Exercise aim: Whenever "below" appears in a line, please copy that line from the data.

Material supplied:

┄┄┄┄┄┄

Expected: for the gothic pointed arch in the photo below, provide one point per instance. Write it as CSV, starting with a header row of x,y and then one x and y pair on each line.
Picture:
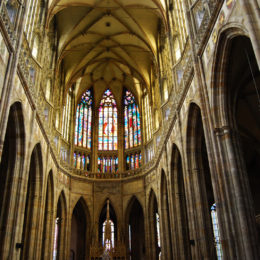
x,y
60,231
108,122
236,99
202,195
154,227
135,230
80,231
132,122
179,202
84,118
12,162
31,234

┄┄┄┄┄┄

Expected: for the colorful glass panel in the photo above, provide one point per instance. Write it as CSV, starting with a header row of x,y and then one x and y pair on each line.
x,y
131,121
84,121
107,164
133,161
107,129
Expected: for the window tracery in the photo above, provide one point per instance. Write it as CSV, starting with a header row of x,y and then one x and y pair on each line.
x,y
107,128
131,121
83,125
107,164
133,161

┄┄┄┄┄┄

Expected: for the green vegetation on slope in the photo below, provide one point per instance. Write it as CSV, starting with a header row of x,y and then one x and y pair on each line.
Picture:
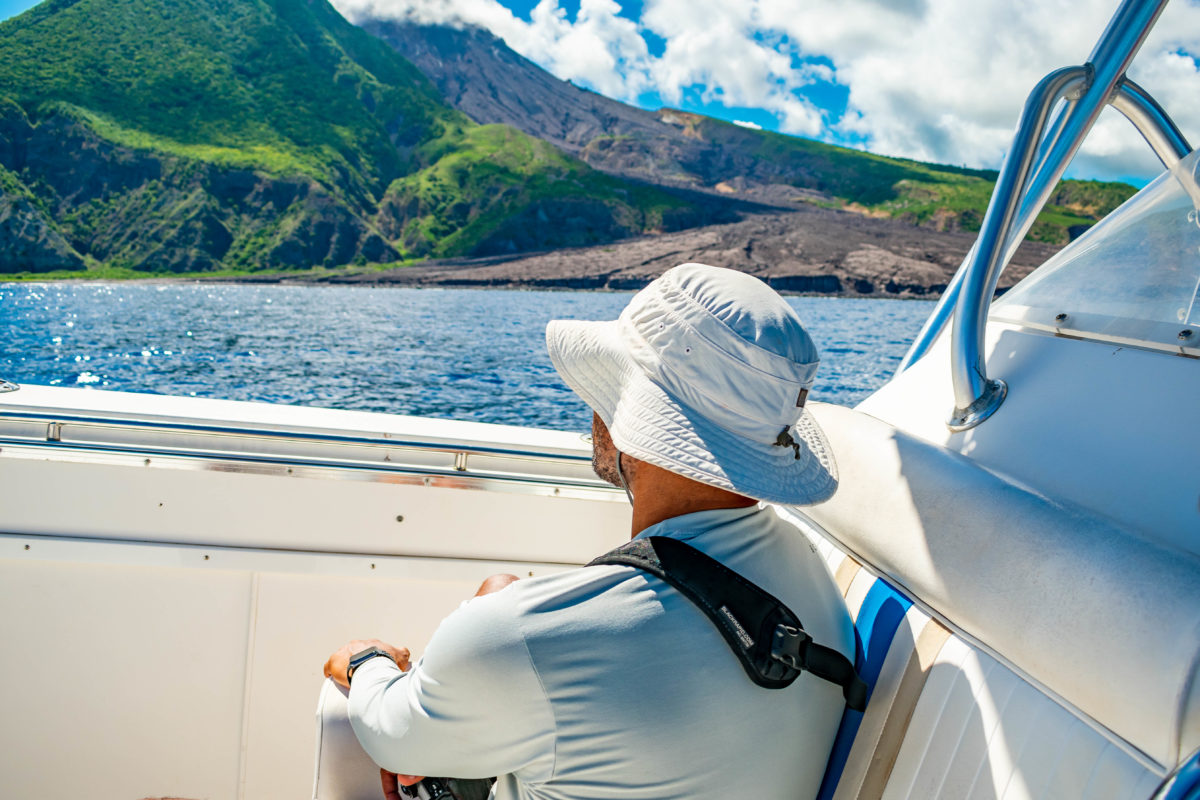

┄┄┄┄┄┄

Solution:
Expected: for the gothic pointed arch in the photo below, provide one point per instance. Write it as CSV, starting with a header row of x,y and then one x and y pair on each line.
Expected: for the green vegetation on slope in the photo below, provide one point per instance. Write it as CSV, starting with a header row of x,y and then one x and y pair on each line.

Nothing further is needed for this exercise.